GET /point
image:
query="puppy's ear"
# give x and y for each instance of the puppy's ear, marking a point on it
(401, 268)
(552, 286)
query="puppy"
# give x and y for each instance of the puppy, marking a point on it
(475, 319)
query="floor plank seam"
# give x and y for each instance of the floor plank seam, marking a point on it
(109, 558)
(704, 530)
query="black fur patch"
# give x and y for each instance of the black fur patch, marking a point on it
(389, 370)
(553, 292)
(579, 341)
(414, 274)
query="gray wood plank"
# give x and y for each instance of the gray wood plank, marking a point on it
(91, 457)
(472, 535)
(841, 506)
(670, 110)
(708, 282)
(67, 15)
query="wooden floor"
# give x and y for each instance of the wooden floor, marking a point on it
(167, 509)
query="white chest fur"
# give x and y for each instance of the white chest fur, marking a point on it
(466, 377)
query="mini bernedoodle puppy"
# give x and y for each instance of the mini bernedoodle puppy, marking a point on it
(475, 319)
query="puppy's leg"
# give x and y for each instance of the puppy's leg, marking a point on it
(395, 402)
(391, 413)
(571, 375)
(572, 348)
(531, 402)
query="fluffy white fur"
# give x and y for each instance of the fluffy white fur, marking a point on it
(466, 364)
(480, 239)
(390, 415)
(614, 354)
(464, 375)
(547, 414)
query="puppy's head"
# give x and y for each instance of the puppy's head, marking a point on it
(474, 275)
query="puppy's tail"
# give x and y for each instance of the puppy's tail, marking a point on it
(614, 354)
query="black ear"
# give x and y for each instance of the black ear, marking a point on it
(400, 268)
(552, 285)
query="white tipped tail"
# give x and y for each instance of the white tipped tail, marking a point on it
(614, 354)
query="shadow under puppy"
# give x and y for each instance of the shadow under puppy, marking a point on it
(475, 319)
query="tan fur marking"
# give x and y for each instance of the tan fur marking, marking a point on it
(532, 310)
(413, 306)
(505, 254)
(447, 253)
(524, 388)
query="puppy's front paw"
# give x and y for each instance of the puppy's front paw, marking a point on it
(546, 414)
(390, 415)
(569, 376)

.....

* Directions: Restating the data word for word is the whole task.

* Result below:
GET /point
image:
query="puppy's ear"
# give x and y for each instance of the puppy's ear, marking a point on it
(401, 268)
(552, 286)
query="puppy"
# give x and y for each instance of the puppy, marking a point on it
(475, 319)
query="floor plank seam"
# give x and y for each instance of the floor plank seam, marking a point on it
(109, 558)
(704, 530)
query="black fur patch"
# give x and y for each instance of the black fur patch, marking a point on it
(389, 370)
(553, 292)
(579, 341)
(414, 274)
query="gray wood plank"
# give x and y for each instance of the gray wood plank, marking a point on it
(91, 457)
(472, 535)
(841, 506)
(670, 110)
(708, 282)
(67, 15)
query="wooden floor"
# give x and y for each instance of the wooden floor, marking a point on it
(167, 509)
query="white chest fur"
# give x and y for each instance of the white chest fur, marking a point on it
(466, 377)
query="mini bernedoodle puppy"
# give x and y for each instance of the mini bernedoodle puppy, marking a point on it
(475, 319)
query="puppy's leg"
# give x and y for each instance of the puppy's leg, marking a point on it
(395, 402)
(391, 413)
(571, 375)
(572, 348)
(531, 402)
query="fluffy white fur"
# give x and y for each instance of the fluffy white fur, marking a point on it
(466, 364)
(480, 239)
(390, 415)
(614, 354)
(464, 375)
(547, 414)
query="puppy's head"
# give x and y for each instance of the puppy's head, marking a point on it
(474, 275)
query="puppy's tail"
# give x and y for each instance of the puppy's tail, marking a point on it
(614, 354)
query="black ear"
# give x and y for each instance of the black ear, marking a point on it
(400, 268)
(552, 285)
query="white tipped tail"
# give x and y for each instance of the white tipped tail, marking a point on it
(614, 354)
query="shadow under puppy"
# give x and y for each instance of the shadow under puppy, marking a point on it
(475, 319)
query="tan fur marking"
# give x and y for each instance of the tan fur marking, marking a point on it
(532, 310)
(413, 306)
(505, 254)
(447, 253)
(524, 388)
query="puppy's front paw"
# give x and y for each instance of the puppy's front paw, marking a point on it
(546, 414)
(390, 415)
(569, 376)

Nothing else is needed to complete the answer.